ACTIVITY.
Your copy should match the records below word for word and contain no pictures.

RECORDS SUPPLIED.
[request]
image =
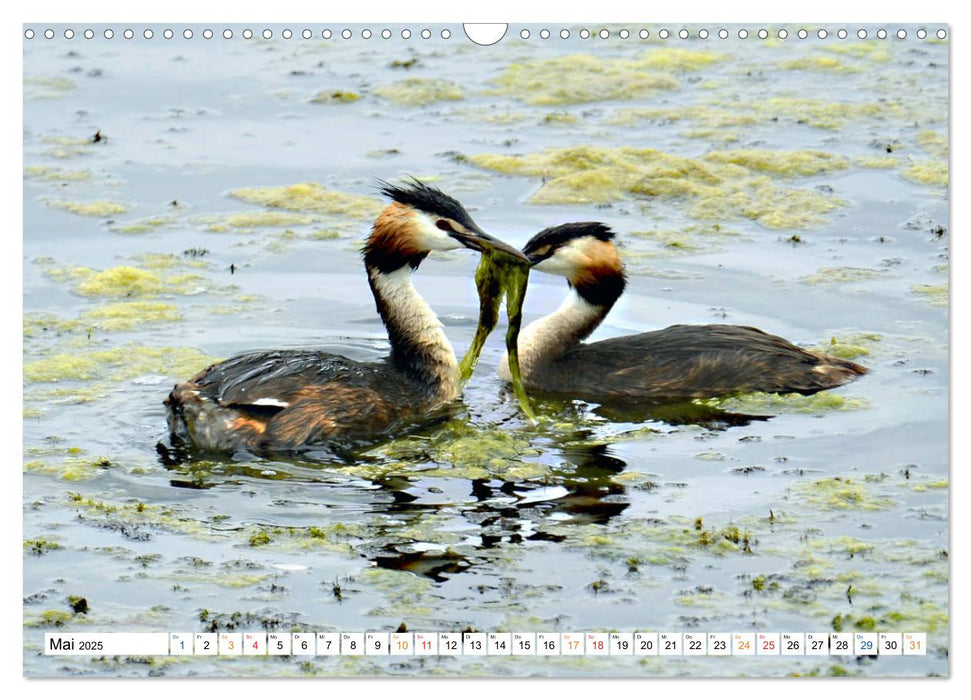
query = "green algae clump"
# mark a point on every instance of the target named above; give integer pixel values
(839, 493)
(55, 174)
(332, 97)
(101, 207)
(934, 143)
(715, 187)
(123, 316)
(849, 347)
(248, 221)
(415, 92)
(311, 196)
(117, 364)
(762, 403)
(124, 281)
(819, 64)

EXERCISE RESULT.
[request]
image =
query = "green algae clump"
# mark a point on every instance of the target named above; give integer pixel values
(839, 493)
(55, 174)
(332, 97)
(101, 207)
(934, 143)
(715, 187)
(123, 316)
(849, 347)
(248, 221)
(415, 92)
(311, 196)
(117, 364)
(762, 403)
(124, 281)
(819, 64)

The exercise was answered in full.